• **Records for this task**
begin
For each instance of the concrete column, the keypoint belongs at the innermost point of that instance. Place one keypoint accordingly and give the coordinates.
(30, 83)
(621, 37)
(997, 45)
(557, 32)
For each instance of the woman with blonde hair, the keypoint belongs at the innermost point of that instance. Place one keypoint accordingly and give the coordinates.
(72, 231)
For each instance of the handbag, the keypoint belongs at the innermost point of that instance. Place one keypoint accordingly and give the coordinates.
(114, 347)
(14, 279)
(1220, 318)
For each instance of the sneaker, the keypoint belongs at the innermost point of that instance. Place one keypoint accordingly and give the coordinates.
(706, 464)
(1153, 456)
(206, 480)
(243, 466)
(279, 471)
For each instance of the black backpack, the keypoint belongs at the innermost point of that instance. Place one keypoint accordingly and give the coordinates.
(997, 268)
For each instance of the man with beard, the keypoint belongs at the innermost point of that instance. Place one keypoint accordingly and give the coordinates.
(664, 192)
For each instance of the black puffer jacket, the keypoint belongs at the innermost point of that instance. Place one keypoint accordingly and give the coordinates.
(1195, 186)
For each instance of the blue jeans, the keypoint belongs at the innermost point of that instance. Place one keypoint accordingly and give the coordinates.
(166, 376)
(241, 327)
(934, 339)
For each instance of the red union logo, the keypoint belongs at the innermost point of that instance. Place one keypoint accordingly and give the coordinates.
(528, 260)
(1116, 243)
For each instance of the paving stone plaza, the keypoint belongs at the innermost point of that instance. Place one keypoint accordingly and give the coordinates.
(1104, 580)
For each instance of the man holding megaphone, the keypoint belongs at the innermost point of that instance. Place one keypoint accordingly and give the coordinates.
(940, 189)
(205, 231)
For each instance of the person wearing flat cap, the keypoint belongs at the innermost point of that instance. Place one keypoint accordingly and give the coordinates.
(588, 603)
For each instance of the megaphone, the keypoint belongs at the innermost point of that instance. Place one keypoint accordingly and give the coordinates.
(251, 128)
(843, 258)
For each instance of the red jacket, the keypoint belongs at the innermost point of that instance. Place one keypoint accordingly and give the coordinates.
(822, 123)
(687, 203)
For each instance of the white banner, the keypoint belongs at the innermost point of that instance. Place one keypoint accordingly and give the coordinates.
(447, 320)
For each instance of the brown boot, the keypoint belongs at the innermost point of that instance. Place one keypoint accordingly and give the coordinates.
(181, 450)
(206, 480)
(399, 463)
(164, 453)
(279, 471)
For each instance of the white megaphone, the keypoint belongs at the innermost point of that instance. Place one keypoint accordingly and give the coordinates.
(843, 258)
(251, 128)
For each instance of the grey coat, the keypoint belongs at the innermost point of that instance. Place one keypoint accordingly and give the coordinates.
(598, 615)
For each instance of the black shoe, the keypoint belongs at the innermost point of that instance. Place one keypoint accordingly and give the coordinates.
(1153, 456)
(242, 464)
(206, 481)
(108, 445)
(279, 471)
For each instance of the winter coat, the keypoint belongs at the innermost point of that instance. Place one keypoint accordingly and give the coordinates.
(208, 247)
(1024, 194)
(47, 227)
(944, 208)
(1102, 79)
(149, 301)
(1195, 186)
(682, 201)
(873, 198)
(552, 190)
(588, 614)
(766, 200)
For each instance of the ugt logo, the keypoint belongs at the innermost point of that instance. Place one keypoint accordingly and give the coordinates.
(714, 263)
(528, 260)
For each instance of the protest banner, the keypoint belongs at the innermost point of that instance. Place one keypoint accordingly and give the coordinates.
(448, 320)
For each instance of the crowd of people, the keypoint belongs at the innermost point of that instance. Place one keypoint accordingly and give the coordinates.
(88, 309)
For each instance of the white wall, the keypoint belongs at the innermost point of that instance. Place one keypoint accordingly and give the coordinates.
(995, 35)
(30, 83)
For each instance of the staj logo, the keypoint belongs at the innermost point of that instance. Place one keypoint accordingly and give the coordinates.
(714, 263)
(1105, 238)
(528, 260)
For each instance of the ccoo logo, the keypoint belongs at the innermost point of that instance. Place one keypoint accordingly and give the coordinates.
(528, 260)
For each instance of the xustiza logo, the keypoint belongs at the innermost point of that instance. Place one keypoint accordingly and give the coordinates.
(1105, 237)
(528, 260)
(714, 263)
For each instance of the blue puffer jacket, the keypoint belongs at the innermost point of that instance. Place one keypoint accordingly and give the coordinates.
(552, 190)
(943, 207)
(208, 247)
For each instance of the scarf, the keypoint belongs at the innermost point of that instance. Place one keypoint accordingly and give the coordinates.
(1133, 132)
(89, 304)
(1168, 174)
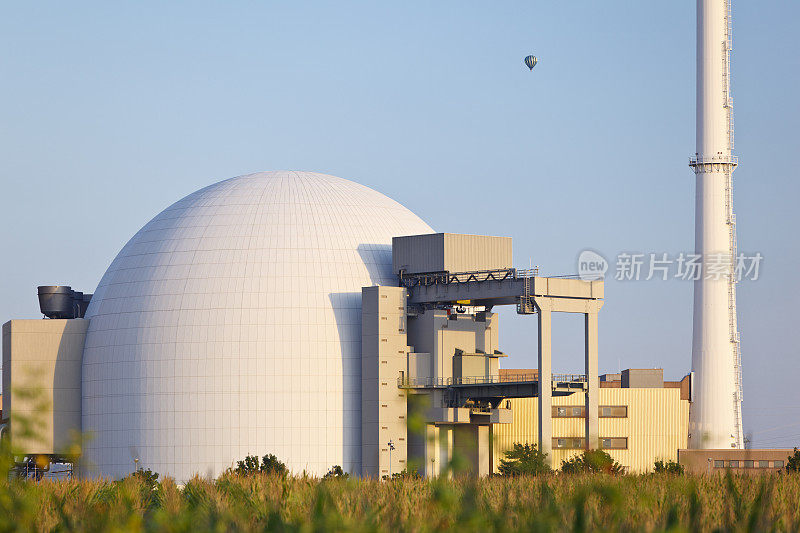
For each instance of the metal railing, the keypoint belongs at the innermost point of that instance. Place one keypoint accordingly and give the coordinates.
(432, 382)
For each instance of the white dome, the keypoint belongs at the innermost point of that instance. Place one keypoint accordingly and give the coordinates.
(231, 325)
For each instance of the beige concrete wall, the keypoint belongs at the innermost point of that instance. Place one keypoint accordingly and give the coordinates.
(383, 360)
(433, 332)
(450, 252)
(656, 427)
(42, 382)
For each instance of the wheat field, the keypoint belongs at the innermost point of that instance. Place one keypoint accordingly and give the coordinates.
(263, 502)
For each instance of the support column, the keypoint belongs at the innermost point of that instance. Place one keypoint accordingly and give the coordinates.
(431, 466)
(544, 306)
(445, 449)
(593, 379)
(484, 452)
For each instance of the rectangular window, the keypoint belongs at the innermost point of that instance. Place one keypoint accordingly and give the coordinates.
(614, 443)
(568, 412)
(614, 411)
(569, 443)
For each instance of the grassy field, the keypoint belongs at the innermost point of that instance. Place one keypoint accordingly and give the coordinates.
(274, 503)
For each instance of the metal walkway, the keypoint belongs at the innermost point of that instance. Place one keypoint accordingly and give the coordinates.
(493, 390)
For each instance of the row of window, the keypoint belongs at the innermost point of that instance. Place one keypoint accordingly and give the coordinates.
(748, 464)
(606, 411)
(579, 443)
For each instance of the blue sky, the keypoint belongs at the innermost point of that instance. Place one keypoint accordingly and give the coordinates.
(112, 111)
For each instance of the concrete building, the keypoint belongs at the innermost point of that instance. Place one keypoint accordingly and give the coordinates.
(642, 419)
(309, 317)
(41, 383)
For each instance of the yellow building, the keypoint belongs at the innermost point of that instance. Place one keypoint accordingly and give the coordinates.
(642, 419)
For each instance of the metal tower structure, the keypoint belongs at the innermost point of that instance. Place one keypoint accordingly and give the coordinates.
(715, 419)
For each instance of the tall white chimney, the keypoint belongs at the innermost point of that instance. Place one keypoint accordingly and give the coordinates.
(715, 419)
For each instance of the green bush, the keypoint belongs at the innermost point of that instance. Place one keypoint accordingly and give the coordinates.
(404, 474)
(667, 467)
(336, 471)
(524, 459)
(592, 462)
(269, 464)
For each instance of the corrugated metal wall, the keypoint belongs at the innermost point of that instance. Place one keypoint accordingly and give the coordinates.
(657, 425)
(452, 252)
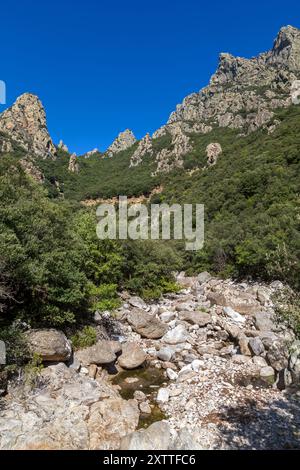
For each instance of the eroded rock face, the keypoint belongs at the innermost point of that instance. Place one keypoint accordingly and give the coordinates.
(103, 352)
(124, 140)
(144, 148)
(243, 93)
(170, 158)
(25, 123)
(146, 325)
(63, 146)
(73, 164)
(213, 151)
(132, 356)
(155, 437)
(52, 345)
(71, 412)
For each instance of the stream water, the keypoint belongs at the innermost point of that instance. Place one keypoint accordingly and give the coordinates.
(148, 380)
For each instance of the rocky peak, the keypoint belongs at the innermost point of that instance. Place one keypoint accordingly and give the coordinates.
(25, 123)
(144, 148)
(124, 140)
(63, 146)
(73, 164)
(286, 49)
(243, 93)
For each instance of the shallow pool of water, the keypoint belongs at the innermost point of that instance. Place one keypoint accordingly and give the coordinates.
(148, 380)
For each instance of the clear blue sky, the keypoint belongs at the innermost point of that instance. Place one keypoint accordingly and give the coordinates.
(102, 66)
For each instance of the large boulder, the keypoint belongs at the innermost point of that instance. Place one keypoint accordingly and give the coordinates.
(103, 352)
(110, 421)
(195, 318)
(239, 300)
(52, 345)
(155, 437)
(146, 325)
(132, 356)
(2, 353)
(177, 335)
(71, 411)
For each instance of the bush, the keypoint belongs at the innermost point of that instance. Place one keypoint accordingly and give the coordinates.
(84, 338)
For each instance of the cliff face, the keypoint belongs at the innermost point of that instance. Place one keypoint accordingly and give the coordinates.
(25, 123)
(243, 93)
(124, 140)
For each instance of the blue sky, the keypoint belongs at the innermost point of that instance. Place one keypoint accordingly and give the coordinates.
(102, 66)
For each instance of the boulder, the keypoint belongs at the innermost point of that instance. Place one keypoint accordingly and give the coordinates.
(163, 395)
(195, 318)
(52, 345)
(203, 277)
(172, 375)
(235, 316)
(256, 346)
(3, 381)
(294, 362)
(100, 354)
(145, 408)
(2, 353)
(137, 302)
(278, 355)
(165, 354)
(132, 356)
(267, 374)
(264, 322)
(155, 437)
(146, 325)
(111, 420)
(177, 335)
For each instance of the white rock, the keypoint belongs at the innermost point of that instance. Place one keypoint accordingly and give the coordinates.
(197, 365)
(172, 375)
(235, 316)
(163, 395)
(178, 335)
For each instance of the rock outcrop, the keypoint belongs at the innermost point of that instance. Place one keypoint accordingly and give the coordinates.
(63, 146)
(124, 141)
(213, 151)
(144, 148)
(72, 412)
(73, 164)
(51, 345)
(243, 93)
(171, 158)
(25, 123)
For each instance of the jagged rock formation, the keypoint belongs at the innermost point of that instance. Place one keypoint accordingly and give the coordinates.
(25, 123)
(213, 150)
(144, 148)
(243, 93)
(124, 140)
(73, 164)
(30, 169)
(91, 152)
(295, 92)
(63, 146)
(5, 145)
(170, 158)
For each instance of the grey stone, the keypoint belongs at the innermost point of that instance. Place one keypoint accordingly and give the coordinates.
(256, 346)
(52, 345)
(132, 356)
(2, 353)
(155, 437)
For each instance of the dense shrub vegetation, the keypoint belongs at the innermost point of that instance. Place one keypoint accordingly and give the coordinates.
(54, 270)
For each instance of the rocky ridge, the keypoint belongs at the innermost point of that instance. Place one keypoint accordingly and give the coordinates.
(25, 123)
(124, 141)
(243, 93)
end
• **Given problem**
Locate the line that contains "For each instance of the grey stone, the", then please quote it and every line after it to the end of the entries above, exactly and with nothing else.

• **Task answer**
For each instance of the grey stone, the keypoint belongs at the innermost point of that instance. Place one keypoint accordingly and give the coordinates.
(256, 346)
(52, 345)
(132, 356)
(2, 353)
(155, 437)
For each instance of the dense shrub vegetation, the keypoint belongs at the innermost point of that instance. Place one keypoint accordingly and give the coordinates.
(54, 270)
For each instance of the rocky ridge, the keypoint belongs at the innermost point of that instance. Place one keypoint accordingly and give the coordinates.
(25, 123)
(124, 141)
(243, 93)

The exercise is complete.